• **TRY IT**:
In the news report below on drinking water and sanitation, what does Jairam Ramesh say investment in these sectors is as important as?

[EXTRACT]

Vigorously pushing the agenda of clean drinking water and sanitation, Rural Development Minister Jairam Ramesh on Tuesday said investment in these sectors is as important as investing in defence.

“Investment in (drinking) water supply and sanitation is a matter of urgent priority. It is as important as investing in defence,” Mr. Ramesh, who is also the in-charge of the Ministry of Drinking Water and Sanitation, said.

“You can invest in missiles and tanks, in aircraft, but if you don’t have clean drinking water, if you don’t have sanitation, then the population is not going to be healthy.

“The more we invest in clean drinking water, the more we invest in sanitation, the better health, people will have,” he told reporters after the second meeting of the National Drinking Water and Sanitation Council here.

[/EXTRACT]
[RECORDED INFORMATION]

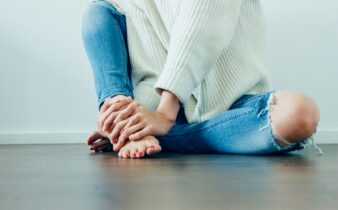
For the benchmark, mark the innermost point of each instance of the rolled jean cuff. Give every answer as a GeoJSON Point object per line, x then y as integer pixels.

[/RECORDED INFORMATION]

• **TASK SOLUTION**:
Investing in defence.